··· Data extract ···

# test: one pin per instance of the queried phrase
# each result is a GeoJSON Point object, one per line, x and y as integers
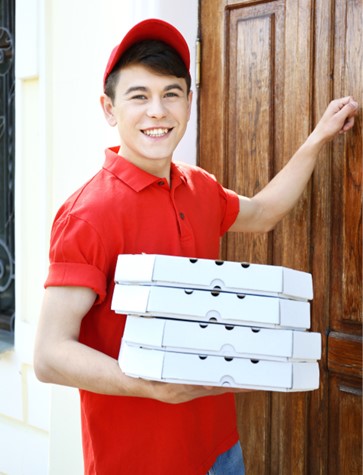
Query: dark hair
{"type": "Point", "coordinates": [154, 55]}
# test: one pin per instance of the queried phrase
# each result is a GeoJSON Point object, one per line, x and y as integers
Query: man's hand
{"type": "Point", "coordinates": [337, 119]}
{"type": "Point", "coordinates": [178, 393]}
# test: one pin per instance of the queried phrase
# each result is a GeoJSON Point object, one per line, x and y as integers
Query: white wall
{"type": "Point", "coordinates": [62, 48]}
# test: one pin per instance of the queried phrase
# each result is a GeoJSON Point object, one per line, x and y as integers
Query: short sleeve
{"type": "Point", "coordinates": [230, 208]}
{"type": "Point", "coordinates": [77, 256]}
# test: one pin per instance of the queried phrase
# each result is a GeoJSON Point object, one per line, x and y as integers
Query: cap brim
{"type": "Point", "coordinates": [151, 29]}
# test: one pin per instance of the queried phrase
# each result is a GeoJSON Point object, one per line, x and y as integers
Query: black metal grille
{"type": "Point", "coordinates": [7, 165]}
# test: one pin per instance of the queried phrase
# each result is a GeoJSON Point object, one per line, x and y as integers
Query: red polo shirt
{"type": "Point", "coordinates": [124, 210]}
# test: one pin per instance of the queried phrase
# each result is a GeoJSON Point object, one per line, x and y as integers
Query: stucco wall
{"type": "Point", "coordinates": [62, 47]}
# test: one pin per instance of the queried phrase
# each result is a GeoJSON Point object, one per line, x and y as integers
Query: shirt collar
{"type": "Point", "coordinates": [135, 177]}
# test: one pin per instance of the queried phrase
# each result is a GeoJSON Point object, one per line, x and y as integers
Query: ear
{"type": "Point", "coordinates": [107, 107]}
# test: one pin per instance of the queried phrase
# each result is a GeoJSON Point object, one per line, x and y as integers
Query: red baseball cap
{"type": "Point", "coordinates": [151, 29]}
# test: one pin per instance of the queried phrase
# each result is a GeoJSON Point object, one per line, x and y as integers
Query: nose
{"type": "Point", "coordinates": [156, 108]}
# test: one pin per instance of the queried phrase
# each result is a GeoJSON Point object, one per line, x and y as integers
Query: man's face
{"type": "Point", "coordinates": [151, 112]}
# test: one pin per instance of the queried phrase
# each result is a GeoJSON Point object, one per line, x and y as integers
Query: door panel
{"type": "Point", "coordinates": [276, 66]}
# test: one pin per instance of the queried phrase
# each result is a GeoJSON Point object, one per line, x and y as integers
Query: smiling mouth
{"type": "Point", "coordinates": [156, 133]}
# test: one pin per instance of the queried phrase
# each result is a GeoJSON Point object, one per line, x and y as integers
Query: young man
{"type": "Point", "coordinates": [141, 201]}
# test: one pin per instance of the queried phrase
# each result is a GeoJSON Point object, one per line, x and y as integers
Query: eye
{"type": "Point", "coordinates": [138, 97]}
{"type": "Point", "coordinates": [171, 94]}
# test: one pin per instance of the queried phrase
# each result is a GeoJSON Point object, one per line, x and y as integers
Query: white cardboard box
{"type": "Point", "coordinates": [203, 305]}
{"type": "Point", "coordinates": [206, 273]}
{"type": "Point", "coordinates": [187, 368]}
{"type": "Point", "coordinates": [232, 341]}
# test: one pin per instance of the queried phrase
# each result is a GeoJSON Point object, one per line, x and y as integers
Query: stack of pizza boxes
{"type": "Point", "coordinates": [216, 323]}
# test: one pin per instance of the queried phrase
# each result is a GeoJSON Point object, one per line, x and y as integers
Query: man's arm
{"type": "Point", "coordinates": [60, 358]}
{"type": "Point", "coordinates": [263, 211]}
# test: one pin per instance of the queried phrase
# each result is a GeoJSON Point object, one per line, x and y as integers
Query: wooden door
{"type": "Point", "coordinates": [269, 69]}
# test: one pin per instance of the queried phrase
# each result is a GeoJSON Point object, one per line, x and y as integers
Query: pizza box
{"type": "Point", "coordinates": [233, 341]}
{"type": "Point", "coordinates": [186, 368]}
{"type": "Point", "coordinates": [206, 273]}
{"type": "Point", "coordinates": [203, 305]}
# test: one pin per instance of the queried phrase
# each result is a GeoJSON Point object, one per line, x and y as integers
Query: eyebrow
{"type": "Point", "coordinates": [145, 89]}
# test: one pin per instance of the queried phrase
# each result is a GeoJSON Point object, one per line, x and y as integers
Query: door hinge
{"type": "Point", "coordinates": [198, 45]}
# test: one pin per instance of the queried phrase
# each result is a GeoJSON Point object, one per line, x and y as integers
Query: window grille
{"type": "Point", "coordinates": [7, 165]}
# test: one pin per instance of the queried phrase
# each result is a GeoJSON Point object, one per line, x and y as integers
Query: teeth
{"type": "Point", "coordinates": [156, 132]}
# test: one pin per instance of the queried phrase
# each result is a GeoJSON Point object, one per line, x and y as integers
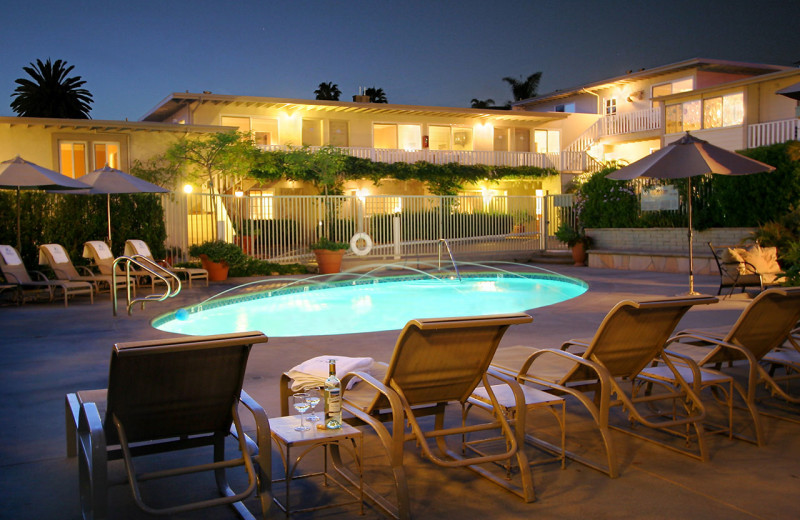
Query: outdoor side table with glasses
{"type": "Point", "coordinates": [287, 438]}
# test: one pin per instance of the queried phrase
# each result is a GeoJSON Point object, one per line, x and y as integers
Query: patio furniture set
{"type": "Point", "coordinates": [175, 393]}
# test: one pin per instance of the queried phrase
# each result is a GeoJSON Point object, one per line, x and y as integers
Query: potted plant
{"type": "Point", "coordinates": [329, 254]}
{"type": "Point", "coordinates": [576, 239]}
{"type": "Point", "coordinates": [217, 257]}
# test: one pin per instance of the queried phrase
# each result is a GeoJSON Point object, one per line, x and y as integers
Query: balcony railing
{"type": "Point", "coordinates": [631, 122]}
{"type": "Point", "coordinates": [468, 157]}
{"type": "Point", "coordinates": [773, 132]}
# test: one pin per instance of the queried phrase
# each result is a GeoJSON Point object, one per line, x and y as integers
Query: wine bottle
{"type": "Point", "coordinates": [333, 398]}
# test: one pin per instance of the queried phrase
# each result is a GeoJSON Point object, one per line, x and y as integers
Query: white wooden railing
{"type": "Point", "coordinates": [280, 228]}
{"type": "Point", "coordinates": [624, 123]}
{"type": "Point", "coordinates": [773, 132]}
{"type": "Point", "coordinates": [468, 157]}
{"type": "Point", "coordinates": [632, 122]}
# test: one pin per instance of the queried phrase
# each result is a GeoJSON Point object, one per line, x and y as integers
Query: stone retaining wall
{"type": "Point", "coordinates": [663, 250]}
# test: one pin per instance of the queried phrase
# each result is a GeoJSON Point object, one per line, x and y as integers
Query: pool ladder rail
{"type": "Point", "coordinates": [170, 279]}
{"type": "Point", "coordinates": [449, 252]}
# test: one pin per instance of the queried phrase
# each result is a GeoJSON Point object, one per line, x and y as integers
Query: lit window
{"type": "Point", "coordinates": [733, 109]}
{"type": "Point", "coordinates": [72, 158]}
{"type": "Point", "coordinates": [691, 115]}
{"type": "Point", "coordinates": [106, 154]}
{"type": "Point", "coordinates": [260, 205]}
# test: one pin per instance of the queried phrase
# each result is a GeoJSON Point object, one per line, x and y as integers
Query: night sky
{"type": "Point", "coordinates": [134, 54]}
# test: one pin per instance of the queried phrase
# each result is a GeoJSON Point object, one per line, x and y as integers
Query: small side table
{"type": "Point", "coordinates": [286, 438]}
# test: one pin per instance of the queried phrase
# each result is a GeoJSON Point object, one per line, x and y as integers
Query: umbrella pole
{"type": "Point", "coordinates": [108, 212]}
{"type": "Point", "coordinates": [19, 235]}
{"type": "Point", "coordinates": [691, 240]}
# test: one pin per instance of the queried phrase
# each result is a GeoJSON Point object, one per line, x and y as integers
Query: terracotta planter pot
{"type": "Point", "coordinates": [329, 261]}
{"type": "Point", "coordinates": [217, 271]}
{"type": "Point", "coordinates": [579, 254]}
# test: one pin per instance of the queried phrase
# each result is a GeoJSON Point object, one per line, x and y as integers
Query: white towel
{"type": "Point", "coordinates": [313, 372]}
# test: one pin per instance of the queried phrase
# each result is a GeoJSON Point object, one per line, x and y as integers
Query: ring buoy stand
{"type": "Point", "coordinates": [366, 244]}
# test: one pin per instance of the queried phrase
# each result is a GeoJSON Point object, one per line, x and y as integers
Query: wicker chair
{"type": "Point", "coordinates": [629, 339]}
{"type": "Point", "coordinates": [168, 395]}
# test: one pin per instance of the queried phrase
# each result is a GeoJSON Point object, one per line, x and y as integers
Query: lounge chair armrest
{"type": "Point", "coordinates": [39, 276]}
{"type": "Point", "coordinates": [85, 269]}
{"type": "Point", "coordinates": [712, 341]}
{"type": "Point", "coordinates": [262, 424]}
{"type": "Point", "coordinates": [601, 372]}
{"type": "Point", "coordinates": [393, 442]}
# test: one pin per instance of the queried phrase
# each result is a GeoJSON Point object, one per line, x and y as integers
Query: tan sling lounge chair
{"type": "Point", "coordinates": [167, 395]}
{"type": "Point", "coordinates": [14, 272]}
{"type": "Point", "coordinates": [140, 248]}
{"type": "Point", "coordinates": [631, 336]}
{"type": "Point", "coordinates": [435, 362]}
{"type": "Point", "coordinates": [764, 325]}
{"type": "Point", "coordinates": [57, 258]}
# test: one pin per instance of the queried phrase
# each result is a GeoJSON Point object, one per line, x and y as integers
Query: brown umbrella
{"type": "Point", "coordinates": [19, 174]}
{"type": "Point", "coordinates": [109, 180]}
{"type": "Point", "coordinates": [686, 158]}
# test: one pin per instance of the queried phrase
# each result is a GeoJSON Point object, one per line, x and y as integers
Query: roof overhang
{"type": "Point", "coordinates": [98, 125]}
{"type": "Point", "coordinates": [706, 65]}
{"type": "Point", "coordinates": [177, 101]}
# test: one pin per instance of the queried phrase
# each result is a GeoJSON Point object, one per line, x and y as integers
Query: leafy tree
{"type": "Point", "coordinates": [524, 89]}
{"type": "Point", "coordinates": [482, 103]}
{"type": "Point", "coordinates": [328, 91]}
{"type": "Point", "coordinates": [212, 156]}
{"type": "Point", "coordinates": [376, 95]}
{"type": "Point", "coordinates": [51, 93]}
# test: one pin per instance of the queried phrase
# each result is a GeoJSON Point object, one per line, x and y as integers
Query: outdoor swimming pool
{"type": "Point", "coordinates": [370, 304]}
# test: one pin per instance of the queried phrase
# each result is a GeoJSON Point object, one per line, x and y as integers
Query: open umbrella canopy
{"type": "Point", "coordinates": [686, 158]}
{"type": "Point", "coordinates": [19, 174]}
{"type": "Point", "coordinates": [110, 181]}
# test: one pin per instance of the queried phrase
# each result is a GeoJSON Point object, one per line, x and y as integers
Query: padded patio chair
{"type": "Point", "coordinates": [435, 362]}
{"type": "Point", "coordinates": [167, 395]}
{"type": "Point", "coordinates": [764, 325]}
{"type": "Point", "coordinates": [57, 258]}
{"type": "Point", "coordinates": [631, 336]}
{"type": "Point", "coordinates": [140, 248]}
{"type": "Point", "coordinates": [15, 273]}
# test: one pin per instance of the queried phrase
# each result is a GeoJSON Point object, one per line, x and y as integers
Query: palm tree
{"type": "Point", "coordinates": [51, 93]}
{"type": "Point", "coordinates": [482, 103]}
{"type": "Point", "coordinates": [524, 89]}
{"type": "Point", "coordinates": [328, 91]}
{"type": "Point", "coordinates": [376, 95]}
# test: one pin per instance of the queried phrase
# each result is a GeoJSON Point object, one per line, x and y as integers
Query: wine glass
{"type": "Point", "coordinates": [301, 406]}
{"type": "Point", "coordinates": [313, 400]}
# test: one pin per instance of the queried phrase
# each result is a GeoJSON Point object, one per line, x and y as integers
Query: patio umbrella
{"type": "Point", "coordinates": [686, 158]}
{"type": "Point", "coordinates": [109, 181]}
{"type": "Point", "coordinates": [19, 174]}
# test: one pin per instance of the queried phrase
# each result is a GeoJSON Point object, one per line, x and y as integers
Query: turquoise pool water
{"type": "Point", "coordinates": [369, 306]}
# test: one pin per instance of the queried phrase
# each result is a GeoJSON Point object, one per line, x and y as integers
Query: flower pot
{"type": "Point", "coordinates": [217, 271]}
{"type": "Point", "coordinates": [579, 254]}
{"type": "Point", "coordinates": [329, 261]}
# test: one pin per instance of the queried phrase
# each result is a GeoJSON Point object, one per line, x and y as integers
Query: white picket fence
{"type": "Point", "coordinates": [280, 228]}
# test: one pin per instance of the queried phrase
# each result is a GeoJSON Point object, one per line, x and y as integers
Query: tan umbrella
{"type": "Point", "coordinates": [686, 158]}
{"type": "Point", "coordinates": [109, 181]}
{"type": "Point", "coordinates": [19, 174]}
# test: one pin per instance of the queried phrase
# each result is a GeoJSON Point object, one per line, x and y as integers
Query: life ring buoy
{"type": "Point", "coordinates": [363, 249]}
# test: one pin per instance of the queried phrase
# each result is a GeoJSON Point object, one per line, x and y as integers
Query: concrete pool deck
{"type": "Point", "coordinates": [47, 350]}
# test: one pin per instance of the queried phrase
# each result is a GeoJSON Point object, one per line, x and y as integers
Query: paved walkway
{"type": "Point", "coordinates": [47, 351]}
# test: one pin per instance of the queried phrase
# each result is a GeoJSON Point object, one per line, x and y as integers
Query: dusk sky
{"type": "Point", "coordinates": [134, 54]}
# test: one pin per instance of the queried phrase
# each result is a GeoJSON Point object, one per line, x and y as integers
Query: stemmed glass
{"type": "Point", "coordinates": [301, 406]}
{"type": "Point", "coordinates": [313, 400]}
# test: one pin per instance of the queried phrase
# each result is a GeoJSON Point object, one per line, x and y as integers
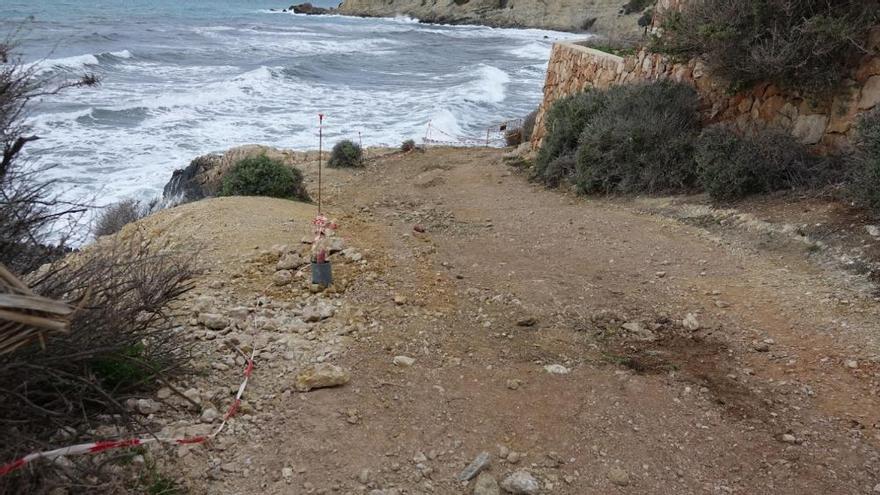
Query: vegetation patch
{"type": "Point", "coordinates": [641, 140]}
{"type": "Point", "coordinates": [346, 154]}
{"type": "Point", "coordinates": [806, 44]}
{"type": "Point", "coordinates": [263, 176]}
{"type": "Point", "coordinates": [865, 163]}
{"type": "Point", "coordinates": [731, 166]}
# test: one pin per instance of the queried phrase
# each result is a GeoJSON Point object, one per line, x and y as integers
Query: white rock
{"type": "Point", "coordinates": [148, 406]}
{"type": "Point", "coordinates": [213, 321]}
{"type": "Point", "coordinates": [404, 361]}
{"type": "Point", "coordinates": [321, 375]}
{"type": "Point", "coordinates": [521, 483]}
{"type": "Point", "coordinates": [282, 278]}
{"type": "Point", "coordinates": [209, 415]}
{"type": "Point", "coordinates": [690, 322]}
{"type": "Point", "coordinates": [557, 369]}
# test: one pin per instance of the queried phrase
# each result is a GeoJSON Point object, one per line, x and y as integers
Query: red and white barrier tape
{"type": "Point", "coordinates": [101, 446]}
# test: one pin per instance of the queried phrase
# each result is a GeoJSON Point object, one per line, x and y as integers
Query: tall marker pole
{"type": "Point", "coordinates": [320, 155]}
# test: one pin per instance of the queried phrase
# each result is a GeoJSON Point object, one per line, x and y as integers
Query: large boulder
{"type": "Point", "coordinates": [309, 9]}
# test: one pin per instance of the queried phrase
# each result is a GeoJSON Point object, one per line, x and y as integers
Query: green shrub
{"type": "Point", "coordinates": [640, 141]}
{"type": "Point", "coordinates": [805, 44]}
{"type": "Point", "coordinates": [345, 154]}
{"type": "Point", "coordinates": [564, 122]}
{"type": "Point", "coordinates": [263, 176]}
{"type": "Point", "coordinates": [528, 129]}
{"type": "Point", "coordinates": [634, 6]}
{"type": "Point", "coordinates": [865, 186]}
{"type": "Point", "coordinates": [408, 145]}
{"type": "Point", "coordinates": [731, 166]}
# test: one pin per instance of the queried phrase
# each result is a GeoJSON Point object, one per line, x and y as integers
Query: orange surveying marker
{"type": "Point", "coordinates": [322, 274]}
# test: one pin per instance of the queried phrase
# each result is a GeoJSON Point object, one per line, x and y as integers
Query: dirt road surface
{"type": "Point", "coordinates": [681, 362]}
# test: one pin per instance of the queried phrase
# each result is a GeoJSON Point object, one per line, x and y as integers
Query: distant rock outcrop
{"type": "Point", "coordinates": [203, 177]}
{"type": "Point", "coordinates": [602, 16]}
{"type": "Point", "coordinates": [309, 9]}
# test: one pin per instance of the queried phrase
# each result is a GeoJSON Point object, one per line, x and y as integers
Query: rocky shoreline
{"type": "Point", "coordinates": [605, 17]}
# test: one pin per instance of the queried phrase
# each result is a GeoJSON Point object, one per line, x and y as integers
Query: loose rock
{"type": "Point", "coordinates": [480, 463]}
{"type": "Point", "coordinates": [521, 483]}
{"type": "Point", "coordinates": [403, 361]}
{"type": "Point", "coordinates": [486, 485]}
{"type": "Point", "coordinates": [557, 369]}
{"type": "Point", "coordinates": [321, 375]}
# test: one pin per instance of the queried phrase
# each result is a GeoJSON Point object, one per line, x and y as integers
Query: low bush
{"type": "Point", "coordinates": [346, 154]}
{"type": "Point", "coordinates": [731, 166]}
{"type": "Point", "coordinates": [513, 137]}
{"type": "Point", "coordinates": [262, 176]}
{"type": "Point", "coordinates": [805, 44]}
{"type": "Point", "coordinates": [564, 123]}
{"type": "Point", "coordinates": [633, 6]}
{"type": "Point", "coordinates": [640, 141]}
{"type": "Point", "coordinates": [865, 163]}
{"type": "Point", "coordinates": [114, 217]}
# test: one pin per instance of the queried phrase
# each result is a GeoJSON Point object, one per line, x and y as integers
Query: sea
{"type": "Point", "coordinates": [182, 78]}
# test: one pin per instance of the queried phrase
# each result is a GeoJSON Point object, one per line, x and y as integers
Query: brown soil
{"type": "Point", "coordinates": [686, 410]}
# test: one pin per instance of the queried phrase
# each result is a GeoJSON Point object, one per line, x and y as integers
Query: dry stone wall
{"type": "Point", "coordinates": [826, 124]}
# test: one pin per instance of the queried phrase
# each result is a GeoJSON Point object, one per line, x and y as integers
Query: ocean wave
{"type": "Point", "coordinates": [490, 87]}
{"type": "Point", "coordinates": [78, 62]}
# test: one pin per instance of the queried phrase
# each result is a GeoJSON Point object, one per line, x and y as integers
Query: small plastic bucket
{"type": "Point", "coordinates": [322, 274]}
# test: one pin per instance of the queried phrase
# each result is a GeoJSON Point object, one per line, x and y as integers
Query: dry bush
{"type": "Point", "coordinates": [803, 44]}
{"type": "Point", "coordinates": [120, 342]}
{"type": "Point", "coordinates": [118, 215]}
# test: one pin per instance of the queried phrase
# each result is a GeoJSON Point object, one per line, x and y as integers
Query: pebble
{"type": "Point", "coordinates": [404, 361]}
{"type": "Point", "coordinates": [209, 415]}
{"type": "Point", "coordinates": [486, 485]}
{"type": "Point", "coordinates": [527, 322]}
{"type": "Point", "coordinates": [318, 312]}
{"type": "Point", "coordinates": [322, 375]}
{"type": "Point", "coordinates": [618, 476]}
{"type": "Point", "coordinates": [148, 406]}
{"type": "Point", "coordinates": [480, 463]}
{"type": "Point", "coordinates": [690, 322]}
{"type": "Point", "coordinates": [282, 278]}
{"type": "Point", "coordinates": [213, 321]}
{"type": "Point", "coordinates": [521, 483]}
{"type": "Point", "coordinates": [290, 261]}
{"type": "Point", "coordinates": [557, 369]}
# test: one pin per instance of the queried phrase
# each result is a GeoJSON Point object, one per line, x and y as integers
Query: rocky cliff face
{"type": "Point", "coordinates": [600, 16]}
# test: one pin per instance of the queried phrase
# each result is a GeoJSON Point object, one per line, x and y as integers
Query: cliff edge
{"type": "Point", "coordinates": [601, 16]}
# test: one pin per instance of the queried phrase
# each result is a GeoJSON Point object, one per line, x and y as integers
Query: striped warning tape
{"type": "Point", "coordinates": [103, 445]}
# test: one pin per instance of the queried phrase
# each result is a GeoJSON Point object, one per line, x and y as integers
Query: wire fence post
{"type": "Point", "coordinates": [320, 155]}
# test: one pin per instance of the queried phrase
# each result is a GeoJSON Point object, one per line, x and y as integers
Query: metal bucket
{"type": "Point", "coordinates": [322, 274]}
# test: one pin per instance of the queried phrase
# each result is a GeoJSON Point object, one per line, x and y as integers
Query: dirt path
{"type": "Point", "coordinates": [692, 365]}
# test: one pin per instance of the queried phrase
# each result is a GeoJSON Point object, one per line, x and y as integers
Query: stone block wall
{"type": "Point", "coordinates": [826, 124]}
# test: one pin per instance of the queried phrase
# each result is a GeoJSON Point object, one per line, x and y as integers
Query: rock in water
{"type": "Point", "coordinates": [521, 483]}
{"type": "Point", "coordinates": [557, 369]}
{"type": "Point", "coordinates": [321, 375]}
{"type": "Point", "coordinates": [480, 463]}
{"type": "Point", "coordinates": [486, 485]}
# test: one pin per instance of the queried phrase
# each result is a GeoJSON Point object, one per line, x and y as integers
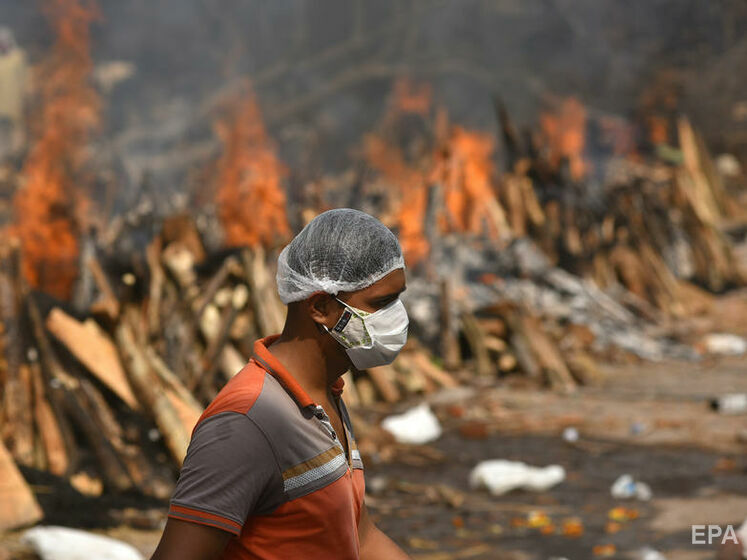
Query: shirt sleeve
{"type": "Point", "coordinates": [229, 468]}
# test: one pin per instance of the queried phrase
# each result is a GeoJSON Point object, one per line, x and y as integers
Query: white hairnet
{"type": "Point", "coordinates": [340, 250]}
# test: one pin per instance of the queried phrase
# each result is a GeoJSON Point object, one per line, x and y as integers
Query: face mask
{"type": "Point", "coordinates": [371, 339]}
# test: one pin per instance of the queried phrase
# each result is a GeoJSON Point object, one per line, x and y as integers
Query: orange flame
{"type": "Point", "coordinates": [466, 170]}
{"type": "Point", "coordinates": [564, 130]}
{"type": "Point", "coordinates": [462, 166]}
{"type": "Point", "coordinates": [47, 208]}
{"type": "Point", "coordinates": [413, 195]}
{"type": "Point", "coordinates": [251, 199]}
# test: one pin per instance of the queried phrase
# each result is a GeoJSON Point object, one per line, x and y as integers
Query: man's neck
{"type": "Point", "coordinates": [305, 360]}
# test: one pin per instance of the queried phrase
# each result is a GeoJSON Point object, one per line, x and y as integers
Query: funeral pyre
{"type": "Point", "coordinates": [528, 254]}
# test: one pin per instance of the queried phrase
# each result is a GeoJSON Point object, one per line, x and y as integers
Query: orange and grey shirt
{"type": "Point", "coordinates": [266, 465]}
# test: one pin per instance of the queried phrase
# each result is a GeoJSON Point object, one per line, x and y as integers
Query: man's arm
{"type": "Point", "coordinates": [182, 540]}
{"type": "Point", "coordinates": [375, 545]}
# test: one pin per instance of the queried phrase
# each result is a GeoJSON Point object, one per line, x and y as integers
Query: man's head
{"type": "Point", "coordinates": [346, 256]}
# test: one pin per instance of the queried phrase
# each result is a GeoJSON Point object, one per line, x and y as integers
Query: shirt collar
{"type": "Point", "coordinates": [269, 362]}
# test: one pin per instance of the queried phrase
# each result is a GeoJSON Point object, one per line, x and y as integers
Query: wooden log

···

# Work required
What must be transcribed is the run of lines from the one containing "Query: orange and grey shirt" to the last line of the data above, inclusive, and only that.

# Your response
Query: orange and grey shirt
{"type": "Point", "coordinates": [266, 465]}
# test: one pin per instance of the queried phrase
# each result is a GeoJSON Point object, one per line, x and y as integers
Query: man's arm
{"type": "Point", "coordinates": [182, 540]}
{"type": "Point", "coordinates": [375, 545]}
# test: one pin per instance of the queried phrase
# each result is a GeoJSON Point object, one per line, x and y as integers
Query: man's head
{"type": "Point", "coordinates": [346, 256]}
# test: one pin per instance of the queried phrase
# each result is a GeoJSON Point object, one per line, x and y as integers
Query: shirt collar
{"type": "Point", "coordinates": [269, 362]}
# test: one pin per instance of the queried phrase
# each result is a GeoJSON Point object, one per line, x and y as integers
Query: wooden log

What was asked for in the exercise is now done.